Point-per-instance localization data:
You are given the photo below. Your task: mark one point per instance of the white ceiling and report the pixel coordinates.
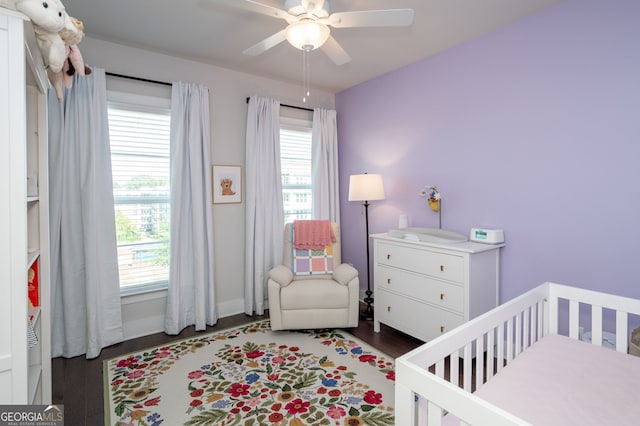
(213, 32)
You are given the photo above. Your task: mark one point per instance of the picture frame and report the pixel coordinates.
(226, 184)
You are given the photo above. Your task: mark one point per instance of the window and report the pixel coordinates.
(295, 159)
(139, 129)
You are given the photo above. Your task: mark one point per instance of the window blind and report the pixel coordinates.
(140, 149)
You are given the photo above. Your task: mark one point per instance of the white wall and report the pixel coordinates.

TASK TO COMPLETE: Take every entry and repeat it verbatim, minus the pictures.

ANSWER TO THIS TASK:
You are given the photo below. Your task: mark one point per instance of the white ceiling and report the pixel coordinates.
(213, 32)
You are given the photo above. Your task: mark one point per instance of the picture frame and report the pixel coordinates.
(226, 184)
You are given the photo above. Your task: mark one point per instance of the window and report the pixel coordinates.
(295, 159)
(139, 129)
You are given the photo above. Your task: mark one point per instance of the window blind and report the pixel coordinates.
(140, 149)
You are given the photo above. Your task: mark one point per instance of the white wall and report the pixel coordinates.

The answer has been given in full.